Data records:
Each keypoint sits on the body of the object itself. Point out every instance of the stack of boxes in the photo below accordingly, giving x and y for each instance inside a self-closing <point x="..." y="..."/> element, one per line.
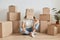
<point x="14" y="16"/>
<point x="44" y="19"/>
<point x="29" y="13"/>
<point x="52" y="29"/>
<point x="5" y="28"/>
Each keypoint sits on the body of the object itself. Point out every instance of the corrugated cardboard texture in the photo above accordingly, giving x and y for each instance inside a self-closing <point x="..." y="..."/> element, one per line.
<point x="5" y="29"/>
<point x="12" y="8"/>
<point x="46" y="10"/>
<point x="44" y="17"/>
<point x="52" y="30"/>
<point x="58" y="26"/>
<point x="29" y="13"/>
<point x="43" y="26"/>
<point x="16" y="25"/>
<point x="13" y="16"/>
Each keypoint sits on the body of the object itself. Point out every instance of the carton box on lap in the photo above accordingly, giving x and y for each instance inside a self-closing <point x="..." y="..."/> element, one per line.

▶ Work instructions
Each line above must be set down exactly, though no picture should be carried over.

▶ Exercise output
Each keypoint sits on the body of the object itself. Point out every instance of the stack of boxes in the photo below accordingly, giving x and y for each instance inside a self-closing <point x="..." y="..."/> element, one per line.
<point x="14" y="16"/>
<point x="44" y="19"/>
<point x="29" y="13"/>
<point x="52" y="29"/>
<point x="5" y="28"/>
Each keypoint sits on the body of the object itself. Point out every instance of the corrugated cardboard texture in the photo above accordingly, giving x and y for each instance inside a self-closing <point x="..." y="..."/> element, one per line.
<point x="5" y="29"/>
<point x="12" y="8"/>
<point x="46" y="10"/>
<point x="44" y="17"/>
<point x="52" y="30"/>
<point x="58" y="26"/>
<point x="29" y="13"/>
<point x="43" y="26"/>
<point x="16" y="25"/>
<point x="13" y="16"/>
Each keypoint sits on the body of the object itself. Point out every instance of the carton box on lap in the photo above accordingly, giving x and y for each instance inside a self-closing <point x="..." y="..."/> element, one per line.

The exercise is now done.